It seems like, these days, the most interesting stories in alternative energy are all coming from the little guys. The entrepreneurs and startups finally getting some money behind their big ideas. But to think that the big dogs are ignoring the possible markets in alternative energy...well, that's just silly. Today, we're lucky enough to talk to the biggest dog of them all, General Electric, and the head of their solar technology platform at their global research center, Danielle Merfeld.
Danielle has been with GE for eight years, and is now in charge of the solar R&D projects at all four of GE's global research sites (Niskayuna, NY; Bangalore, India; Shanghai, China; and Munich, Germany). And we're happy to have her as our EcoGeek of the Week.
EG: So what are your responsibilities as head of the solar tech at the GE Research Center, and what kind of resources do you have at your disposal?
DM: My responsibility is to make sure that the R&D we are doing in the solar space aligns with our Energy business needs, and even more importantly to keep an eye on technology trends and advances to continue to develop our pipeline for the next generation of Solar technology products. I work closely with our experts in the various technical fields -- Si materials, cells and module design, thin film PV, inverters, packaging, testing, and grid connectivity -- to highlight new ideas, and mature ideas to the point of passing them off to the business where they become products. I also have the luxury of working with our Energy Financial Services team, helping them to evaluate investment opportunities in the Solar space. This is especially valuable because it gives me an insider view of who may be a good potential partner.
EG: Of all the projects you're working on right now, which do you think will most help to bring the cost of PV solar to grid parity?
◆ ◆ ◆ ◆ ◆ ◆ ◆
§ **EXERCISE REQUIREMENTS**:
Reproduce word for word the stretch of the GE solar research interview from "It seems like, these" through "of the Week.".
◆ ◆ ◆ ◆ ◆ ◆ ◆
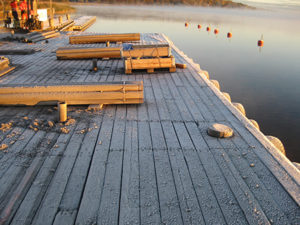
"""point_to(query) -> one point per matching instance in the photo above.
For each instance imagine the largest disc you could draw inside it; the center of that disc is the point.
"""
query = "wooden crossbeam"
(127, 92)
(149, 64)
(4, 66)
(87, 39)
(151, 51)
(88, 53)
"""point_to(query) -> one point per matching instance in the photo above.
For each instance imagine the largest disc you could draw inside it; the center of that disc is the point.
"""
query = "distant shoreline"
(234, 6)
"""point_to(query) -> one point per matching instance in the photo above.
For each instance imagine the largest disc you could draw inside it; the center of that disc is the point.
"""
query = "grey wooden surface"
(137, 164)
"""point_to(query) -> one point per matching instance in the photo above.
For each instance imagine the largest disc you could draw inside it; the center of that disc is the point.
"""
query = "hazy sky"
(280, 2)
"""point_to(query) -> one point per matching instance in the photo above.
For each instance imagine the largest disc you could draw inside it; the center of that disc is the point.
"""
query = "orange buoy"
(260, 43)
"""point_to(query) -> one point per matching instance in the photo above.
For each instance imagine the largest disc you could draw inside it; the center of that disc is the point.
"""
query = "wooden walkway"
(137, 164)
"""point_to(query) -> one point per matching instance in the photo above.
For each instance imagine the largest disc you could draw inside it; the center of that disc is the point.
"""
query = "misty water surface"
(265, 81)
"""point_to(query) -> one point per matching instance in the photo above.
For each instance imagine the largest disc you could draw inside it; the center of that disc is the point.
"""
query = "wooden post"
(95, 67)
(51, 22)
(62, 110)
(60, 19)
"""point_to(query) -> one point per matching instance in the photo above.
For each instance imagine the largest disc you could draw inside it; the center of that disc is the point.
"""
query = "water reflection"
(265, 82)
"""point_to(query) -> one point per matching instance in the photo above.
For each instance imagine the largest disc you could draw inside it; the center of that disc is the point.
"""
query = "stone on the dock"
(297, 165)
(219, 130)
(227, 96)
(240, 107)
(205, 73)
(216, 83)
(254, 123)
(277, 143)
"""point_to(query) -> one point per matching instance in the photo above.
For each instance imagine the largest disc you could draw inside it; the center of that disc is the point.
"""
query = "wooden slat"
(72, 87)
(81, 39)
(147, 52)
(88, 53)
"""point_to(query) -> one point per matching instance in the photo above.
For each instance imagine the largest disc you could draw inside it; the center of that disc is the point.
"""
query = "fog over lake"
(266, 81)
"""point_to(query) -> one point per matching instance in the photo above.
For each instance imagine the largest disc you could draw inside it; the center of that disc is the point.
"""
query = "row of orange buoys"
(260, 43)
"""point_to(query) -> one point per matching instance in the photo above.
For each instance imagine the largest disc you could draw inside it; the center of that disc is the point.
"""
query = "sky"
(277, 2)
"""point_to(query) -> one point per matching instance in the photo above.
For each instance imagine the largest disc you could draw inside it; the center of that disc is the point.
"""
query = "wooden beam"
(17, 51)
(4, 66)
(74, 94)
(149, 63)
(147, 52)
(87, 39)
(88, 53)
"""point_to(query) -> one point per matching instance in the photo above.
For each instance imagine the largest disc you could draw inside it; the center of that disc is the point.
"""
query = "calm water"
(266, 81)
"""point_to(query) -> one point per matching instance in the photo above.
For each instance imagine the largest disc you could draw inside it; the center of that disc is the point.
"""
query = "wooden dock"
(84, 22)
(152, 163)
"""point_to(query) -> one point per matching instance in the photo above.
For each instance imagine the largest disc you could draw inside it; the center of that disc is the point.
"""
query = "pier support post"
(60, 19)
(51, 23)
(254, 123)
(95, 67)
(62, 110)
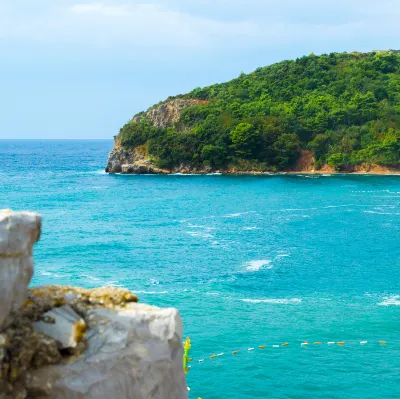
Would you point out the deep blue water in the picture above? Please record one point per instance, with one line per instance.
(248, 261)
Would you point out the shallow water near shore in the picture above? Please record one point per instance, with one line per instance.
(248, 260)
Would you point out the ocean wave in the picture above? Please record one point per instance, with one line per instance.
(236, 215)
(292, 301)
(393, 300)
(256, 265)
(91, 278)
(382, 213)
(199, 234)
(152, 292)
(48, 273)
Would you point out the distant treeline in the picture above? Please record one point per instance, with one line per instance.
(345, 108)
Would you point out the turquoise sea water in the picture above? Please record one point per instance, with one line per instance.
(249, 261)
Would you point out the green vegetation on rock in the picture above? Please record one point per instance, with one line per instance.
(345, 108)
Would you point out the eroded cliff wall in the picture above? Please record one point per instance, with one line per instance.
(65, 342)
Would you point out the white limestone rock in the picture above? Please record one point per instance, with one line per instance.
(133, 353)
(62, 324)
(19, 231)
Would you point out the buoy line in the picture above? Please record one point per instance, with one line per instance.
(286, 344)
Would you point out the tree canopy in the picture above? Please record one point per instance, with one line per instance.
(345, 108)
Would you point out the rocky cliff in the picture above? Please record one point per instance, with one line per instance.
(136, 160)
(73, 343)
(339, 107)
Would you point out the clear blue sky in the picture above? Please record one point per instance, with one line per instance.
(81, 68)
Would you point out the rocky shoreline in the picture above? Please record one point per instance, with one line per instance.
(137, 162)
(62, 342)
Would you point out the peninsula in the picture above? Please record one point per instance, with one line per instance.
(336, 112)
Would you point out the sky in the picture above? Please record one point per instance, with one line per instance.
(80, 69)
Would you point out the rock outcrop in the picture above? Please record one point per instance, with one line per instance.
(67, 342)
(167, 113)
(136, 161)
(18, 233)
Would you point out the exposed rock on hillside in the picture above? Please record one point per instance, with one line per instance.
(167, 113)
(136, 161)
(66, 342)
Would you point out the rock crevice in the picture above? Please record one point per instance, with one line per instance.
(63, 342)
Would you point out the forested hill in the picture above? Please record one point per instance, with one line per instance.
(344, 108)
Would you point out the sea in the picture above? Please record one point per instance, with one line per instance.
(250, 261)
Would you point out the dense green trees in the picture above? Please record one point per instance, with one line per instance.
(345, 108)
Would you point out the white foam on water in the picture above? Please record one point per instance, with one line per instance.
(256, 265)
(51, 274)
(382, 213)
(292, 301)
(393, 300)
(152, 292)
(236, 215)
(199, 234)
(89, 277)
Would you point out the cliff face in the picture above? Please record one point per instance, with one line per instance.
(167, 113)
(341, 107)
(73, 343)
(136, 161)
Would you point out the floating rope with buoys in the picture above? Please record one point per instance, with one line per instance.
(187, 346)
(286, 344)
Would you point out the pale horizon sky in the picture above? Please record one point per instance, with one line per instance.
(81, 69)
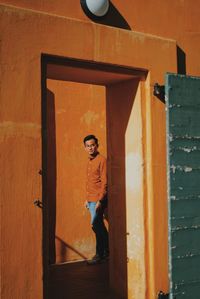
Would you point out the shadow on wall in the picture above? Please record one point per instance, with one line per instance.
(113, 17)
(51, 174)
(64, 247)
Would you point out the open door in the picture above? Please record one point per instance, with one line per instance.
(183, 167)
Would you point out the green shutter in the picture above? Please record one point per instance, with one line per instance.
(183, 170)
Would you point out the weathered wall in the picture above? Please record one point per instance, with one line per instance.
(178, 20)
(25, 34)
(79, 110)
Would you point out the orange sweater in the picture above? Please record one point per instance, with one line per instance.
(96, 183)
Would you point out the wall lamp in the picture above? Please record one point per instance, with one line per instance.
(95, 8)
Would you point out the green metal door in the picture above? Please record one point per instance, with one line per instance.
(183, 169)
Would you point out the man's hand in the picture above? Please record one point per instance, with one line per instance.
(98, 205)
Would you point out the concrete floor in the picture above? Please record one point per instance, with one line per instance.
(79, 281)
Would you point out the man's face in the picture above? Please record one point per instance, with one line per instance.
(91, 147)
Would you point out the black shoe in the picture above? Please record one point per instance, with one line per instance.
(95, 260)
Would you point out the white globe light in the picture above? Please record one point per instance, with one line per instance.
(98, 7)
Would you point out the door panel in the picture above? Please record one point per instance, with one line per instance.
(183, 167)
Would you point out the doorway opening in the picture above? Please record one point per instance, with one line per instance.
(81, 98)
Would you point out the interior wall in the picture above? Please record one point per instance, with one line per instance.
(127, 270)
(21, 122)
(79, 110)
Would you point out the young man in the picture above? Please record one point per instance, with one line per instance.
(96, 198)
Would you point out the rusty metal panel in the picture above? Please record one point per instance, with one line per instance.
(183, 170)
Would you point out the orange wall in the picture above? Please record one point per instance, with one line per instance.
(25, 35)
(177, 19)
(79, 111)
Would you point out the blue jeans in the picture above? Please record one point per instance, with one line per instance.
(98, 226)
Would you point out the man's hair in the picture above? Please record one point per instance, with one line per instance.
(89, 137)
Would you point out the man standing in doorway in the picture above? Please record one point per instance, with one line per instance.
◆ ◆ ◆ ◆ ◆ ◆ ◆
§ **EXERCISE OUTPUT**:
It seems like, these days, the most interesting stories in alternative energy are all coming from the little guys. The entrepreneurs and startups finally getting some money behind their big ideas. But to think that the big dogs are ignoring the possible markets in alternative energy...well, that's just silly. Today, we're lucky enough to talk to the biggest dog of them all, General Electric, and the head of their solar technology platform at their global research center, Danielle Merfeld.
Danielle has been with GE for eight years, and is now in charge of the solar R&D projects at all four of GE's global research sites (Niskayuna, NY; Bangalore, India; Shanghai, China; and Munich, Germany). And we're happy to have her as our EcoGeek of the Week.